* _RECORDS_:
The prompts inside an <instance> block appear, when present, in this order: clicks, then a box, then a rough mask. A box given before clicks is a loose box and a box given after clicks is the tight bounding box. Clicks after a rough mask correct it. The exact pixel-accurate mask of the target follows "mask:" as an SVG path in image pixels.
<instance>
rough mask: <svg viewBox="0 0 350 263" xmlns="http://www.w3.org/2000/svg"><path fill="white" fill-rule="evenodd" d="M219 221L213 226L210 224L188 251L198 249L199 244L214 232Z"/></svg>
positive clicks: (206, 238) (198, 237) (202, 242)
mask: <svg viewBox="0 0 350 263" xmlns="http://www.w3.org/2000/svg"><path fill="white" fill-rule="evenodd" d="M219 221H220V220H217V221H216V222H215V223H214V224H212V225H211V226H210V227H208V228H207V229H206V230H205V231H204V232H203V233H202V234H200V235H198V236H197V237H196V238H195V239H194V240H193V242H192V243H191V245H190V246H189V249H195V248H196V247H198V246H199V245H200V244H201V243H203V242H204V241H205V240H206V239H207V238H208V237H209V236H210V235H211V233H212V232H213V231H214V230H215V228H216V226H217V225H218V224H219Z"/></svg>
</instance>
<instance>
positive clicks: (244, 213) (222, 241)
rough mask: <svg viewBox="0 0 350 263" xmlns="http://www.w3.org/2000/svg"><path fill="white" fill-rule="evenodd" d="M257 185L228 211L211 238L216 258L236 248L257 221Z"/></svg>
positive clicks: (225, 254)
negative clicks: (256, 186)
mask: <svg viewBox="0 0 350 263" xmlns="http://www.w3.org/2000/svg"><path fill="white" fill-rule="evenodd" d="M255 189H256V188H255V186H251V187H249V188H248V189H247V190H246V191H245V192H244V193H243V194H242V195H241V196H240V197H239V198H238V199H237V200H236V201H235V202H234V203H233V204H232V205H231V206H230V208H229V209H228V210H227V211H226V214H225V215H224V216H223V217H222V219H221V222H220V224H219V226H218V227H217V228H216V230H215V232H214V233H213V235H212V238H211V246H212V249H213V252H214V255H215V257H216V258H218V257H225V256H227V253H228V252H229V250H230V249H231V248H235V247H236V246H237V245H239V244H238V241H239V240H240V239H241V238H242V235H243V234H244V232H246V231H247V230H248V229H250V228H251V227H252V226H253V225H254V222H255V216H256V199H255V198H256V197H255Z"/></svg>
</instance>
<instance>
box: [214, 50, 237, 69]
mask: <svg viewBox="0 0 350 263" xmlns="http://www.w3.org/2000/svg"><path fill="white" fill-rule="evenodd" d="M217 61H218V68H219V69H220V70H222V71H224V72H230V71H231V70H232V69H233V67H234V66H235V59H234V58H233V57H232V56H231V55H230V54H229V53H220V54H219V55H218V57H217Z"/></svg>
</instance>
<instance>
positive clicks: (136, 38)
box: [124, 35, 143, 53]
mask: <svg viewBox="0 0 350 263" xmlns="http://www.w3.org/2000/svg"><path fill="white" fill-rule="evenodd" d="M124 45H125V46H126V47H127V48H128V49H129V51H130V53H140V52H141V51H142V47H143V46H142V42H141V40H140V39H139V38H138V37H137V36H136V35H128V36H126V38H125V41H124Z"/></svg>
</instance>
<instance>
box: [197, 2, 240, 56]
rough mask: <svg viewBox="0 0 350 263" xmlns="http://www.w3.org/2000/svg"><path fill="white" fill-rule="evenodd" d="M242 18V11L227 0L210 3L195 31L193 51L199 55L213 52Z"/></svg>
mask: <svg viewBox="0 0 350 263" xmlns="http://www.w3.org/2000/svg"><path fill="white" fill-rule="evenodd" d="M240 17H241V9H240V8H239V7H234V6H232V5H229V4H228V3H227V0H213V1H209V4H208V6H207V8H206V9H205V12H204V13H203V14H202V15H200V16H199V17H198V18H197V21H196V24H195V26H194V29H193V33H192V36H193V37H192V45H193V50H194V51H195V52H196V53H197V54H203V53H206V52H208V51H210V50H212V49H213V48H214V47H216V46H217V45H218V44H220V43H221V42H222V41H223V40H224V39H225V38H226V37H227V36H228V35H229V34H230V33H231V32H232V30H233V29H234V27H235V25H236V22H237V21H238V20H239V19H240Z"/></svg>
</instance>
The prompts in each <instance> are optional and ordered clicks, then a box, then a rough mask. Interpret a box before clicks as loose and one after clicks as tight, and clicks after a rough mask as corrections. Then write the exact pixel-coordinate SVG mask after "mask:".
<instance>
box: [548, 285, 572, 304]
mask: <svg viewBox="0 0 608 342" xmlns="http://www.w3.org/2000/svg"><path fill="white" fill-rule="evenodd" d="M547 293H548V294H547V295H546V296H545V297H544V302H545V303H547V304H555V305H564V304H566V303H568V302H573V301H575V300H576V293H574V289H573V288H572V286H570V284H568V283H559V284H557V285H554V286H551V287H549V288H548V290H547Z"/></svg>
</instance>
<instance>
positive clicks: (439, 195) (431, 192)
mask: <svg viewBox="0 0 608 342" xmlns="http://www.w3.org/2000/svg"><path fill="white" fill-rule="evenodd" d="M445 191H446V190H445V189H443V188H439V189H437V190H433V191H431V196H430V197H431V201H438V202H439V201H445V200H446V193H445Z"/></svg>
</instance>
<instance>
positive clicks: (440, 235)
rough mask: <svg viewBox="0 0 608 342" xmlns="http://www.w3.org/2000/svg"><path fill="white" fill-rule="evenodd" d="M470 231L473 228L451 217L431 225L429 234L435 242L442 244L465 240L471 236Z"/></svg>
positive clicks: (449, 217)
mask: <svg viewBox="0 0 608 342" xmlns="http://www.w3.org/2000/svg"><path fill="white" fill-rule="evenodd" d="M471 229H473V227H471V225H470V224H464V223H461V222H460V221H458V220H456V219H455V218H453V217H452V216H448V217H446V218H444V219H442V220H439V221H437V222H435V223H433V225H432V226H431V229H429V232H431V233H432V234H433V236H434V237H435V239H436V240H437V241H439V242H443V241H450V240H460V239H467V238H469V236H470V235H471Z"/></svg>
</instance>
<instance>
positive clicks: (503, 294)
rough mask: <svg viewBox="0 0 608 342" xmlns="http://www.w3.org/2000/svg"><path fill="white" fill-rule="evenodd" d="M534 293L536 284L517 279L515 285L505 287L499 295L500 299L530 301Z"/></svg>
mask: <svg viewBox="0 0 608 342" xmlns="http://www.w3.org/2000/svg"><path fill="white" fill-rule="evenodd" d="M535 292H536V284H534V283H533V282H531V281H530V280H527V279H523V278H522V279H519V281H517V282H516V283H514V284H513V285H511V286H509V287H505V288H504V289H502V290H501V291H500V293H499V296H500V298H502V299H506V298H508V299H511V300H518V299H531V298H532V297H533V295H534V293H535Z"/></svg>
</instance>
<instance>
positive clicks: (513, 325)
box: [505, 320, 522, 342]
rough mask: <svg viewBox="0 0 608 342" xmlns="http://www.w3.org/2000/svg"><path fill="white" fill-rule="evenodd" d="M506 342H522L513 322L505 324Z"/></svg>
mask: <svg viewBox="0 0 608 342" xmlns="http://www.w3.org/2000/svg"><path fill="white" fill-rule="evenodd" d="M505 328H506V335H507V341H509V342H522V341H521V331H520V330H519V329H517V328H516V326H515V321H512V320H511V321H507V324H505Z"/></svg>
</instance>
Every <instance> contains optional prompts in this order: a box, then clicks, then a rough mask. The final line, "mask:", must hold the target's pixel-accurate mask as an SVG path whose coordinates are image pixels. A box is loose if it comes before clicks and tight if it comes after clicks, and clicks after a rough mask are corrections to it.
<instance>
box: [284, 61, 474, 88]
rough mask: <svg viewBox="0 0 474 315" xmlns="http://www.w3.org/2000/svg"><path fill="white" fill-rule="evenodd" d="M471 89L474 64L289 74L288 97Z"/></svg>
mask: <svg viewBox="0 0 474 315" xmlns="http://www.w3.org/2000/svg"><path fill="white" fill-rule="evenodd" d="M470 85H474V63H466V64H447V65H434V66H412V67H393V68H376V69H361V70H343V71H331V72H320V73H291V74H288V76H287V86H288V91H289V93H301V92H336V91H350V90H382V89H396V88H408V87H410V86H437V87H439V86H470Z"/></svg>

...

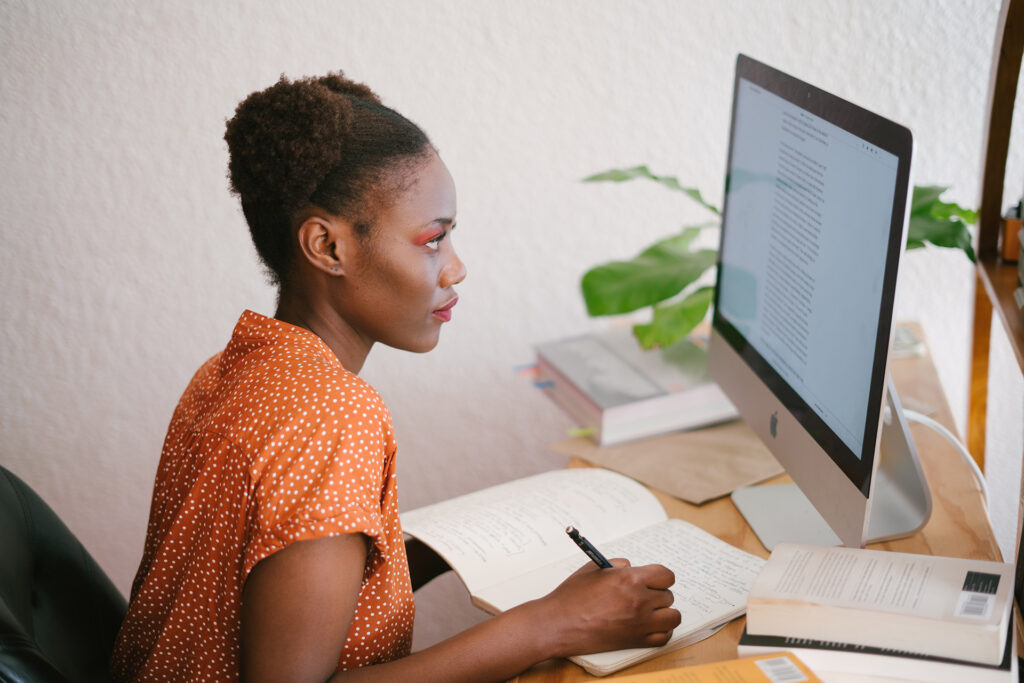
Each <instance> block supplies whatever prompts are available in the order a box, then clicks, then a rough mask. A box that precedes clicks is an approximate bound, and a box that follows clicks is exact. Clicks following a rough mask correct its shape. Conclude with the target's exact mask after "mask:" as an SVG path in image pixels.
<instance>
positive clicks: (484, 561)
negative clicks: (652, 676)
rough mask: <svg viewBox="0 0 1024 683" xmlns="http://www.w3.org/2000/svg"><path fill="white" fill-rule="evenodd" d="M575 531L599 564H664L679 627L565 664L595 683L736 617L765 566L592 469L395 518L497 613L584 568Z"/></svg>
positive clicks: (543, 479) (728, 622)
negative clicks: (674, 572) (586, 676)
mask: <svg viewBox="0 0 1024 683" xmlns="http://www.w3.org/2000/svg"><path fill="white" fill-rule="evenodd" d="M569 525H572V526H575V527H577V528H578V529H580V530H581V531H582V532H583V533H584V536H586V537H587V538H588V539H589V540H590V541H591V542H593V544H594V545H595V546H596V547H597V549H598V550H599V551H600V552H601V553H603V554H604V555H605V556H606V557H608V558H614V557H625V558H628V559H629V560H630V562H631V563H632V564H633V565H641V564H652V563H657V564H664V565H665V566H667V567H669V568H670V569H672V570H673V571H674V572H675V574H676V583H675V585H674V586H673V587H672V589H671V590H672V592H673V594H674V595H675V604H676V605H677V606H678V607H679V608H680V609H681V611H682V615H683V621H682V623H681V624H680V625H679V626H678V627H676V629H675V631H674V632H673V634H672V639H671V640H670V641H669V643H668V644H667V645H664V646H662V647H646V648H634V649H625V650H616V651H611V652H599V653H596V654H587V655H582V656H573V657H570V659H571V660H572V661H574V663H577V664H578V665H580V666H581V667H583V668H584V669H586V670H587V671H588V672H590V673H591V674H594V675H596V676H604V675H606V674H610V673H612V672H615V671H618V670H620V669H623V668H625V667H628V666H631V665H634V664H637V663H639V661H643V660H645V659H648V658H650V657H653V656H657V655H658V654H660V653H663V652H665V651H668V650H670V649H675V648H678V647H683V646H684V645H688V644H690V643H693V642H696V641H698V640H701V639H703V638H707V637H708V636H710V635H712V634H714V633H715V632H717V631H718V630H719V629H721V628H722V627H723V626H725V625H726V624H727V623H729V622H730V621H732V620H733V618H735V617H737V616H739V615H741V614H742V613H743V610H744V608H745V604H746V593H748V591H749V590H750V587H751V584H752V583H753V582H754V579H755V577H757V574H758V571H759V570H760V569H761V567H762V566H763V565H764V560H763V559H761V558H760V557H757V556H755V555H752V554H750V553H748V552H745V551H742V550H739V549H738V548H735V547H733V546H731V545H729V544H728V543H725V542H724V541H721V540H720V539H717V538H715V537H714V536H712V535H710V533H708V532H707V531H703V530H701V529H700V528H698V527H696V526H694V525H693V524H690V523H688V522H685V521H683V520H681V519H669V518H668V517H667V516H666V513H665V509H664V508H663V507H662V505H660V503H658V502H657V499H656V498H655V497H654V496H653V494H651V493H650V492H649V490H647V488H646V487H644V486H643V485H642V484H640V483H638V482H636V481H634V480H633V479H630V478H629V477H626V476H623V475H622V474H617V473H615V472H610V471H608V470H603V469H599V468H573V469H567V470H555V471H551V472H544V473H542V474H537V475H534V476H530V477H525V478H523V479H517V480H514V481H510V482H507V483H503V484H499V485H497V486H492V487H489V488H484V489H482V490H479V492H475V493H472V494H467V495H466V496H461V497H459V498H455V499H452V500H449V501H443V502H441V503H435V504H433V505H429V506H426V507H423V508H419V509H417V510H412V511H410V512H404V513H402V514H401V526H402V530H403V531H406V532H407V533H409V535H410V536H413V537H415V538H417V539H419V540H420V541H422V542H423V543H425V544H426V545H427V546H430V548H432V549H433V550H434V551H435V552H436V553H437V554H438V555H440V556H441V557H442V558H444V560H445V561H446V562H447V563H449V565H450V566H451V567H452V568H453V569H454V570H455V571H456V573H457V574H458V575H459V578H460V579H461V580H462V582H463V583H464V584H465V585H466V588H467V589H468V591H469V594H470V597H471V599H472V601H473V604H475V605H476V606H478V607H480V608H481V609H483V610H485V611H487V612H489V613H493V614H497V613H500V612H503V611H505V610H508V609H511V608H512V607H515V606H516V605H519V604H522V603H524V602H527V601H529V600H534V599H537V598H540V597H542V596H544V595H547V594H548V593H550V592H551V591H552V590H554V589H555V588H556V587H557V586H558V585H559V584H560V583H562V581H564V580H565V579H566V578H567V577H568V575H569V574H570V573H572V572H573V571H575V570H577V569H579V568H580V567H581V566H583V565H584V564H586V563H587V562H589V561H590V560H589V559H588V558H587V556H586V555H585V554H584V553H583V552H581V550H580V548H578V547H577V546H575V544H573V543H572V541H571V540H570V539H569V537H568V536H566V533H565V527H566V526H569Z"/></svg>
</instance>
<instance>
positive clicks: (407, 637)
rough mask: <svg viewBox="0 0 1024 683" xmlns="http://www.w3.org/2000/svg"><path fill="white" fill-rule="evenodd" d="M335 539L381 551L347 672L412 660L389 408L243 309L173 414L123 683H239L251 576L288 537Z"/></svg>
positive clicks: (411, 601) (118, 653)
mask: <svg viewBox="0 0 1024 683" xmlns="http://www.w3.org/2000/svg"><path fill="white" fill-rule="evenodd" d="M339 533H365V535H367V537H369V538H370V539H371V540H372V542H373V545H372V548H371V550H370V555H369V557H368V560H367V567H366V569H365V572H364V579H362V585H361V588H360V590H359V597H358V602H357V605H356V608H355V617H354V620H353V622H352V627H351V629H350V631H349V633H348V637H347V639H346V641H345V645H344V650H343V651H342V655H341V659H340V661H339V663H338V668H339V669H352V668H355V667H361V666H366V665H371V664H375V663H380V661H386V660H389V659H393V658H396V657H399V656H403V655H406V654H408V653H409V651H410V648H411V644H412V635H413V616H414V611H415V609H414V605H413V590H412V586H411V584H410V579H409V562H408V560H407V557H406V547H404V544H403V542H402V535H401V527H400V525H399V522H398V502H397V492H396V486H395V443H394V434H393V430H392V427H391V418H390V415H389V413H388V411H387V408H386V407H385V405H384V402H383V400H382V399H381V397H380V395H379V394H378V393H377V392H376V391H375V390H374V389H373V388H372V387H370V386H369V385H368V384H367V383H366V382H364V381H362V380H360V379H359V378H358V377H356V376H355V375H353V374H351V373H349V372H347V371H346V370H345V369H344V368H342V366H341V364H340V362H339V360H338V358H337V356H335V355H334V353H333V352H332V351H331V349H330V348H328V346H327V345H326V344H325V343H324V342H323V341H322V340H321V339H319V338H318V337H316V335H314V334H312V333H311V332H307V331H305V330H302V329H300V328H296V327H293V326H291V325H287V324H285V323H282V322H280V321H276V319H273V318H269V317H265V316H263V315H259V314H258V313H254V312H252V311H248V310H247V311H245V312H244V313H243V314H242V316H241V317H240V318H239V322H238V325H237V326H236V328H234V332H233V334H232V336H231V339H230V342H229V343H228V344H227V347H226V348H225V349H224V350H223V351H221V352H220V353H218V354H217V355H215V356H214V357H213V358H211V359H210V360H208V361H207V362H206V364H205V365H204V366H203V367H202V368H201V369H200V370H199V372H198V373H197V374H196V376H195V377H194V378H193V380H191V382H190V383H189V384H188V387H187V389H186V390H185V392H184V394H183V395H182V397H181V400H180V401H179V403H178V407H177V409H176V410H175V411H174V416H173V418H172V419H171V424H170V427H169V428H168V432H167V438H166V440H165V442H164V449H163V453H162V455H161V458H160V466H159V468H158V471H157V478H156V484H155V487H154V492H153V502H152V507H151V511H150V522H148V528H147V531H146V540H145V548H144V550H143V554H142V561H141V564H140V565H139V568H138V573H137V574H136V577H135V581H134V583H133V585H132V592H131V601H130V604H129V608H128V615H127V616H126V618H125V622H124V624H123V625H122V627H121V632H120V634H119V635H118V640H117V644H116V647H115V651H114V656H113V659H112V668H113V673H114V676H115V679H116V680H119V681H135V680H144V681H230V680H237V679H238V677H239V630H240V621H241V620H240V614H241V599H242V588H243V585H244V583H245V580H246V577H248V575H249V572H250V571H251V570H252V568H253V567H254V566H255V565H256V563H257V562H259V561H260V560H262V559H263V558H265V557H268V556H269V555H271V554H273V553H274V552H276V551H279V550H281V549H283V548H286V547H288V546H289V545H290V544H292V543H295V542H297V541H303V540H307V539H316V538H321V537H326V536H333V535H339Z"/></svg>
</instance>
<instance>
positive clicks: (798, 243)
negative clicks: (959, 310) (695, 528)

...

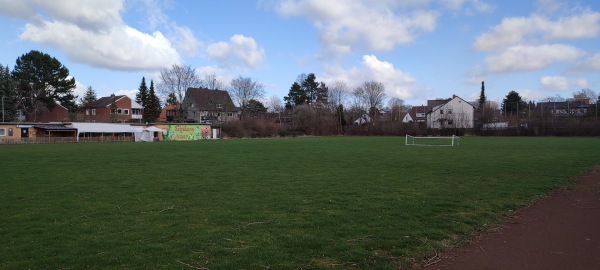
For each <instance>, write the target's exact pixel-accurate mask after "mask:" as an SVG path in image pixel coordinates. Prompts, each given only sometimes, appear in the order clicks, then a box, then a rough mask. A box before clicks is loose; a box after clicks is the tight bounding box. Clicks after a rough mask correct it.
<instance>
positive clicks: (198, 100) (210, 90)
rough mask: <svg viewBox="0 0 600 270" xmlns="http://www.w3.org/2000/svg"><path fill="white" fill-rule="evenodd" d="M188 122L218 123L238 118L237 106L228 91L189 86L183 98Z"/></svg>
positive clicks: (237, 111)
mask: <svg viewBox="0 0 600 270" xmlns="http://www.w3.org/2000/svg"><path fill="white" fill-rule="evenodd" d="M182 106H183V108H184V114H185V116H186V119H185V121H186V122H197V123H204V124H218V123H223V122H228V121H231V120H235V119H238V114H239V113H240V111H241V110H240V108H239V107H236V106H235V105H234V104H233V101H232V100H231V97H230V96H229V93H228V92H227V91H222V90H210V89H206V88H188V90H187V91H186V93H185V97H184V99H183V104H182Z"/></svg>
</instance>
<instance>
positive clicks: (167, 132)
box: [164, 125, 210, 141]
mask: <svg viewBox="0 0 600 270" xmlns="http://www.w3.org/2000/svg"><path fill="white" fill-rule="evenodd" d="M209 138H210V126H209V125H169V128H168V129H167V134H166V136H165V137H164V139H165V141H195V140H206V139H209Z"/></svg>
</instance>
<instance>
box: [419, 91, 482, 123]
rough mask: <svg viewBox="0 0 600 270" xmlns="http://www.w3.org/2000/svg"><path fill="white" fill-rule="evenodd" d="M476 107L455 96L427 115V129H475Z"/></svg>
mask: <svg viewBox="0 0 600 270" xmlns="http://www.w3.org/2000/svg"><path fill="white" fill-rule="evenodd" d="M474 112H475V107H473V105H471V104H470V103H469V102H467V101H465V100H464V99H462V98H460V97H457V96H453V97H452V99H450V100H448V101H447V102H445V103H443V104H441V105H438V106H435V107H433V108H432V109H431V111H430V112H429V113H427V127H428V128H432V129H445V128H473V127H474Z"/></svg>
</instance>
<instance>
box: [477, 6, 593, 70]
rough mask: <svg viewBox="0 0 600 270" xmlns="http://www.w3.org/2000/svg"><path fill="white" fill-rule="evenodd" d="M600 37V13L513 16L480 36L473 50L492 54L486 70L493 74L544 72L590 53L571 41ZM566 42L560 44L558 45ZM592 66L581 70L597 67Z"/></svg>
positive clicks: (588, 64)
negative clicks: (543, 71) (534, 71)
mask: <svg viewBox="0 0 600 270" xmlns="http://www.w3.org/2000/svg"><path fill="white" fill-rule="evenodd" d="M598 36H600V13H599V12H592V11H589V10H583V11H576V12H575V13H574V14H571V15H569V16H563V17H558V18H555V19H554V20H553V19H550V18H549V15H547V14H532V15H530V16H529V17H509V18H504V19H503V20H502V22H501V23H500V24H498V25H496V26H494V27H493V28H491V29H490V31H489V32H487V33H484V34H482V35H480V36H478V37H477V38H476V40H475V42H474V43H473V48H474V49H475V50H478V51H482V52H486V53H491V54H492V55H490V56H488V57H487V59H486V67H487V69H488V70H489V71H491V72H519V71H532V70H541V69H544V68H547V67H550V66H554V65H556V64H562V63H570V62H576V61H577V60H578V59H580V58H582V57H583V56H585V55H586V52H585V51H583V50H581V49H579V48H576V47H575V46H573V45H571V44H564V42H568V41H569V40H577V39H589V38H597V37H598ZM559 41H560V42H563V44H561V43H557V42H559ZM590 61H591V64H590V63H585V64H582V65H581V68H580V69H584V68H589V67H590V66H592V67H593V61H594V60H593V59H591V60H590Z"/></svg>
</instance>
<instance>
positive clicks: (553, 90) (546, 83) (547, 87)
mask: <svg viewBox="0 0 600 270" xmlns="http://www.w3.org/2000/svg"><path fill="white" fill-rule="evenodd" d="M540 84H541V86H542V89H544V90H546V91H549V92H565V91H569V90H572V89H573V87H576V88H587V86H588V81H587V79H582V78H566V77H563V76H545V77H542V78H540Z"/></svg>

* _EXERCISE_: Within the listing above, locate the line containing "positive clicks: (244, 213) (222, 241)" and the line containing "positive clicks: (136, 38)". Reproduce those two lines and all lines between them exactly, with nothing added.

* _PROBLEM SOLUTION_:
positive clicks: (244, 213) (222, 241)
rough mask: <svg viewBox="0 0 350 263" xmlns="http://www.w3.org/2000/svg"><path fill="white" fill-rule="evenodd" d="M257 185L228 211L211 238L216 258L236 248L257 221Z"/></svg>
positive clicks: (225, 254)
negative clicks: (256, 186)
mask: <svg viewBox="0 0 350 263" xmlns="http://www.w3.org/2000/svg"><path fill="white" fill-rule="evenodd" d="M255 189H256V188H255V186H251V187H249V188H248V189H247V190H246V191H245V192H244V193H243V194H242V195H241V196H240V197H239V198H238V199H237V200H236V201H235V202H234V203H233V204H232V205H231V206H230V208H229V209H228V210H227V211H226V214H225V215H224V216H223V217H222V219H221V222H220V224H219V226H218V227H217V228H216V230H215V232H214V233H213V235H212V238H211V246H212V249H213V252H214V255H215V257H216V258H218V257H225V256H227V253H228V252H229V250H230V249H231V248H235V247H236V246H237V245H239V244H238V241H239V240H240V239H241V238H242V235H243V234H244V232H246V231H247V230H248V229H250V228H251V227H252V226H253V225H254V222H255V216H256V199H255V198H256V197H255Z"/></svg>
</instance>
<instance>
box: [214, 50, 237, 69]
mask: <svg viewBox="0 0 350 263" xmlns="http://www.w3.org/2000/svg"><path fill="white" fill-rule="evenodd" d="M217 61H218V68H219V69H220V70H222V71H224V72H230V71H231V70H232V69H233V67H234V66H235V59H234V58H233V57H232V56H231V55H230V54H229V53H220V54H219V55H218V57H217Z"/></svg>
</instance>
<instance>
positive clicks: (136, 38)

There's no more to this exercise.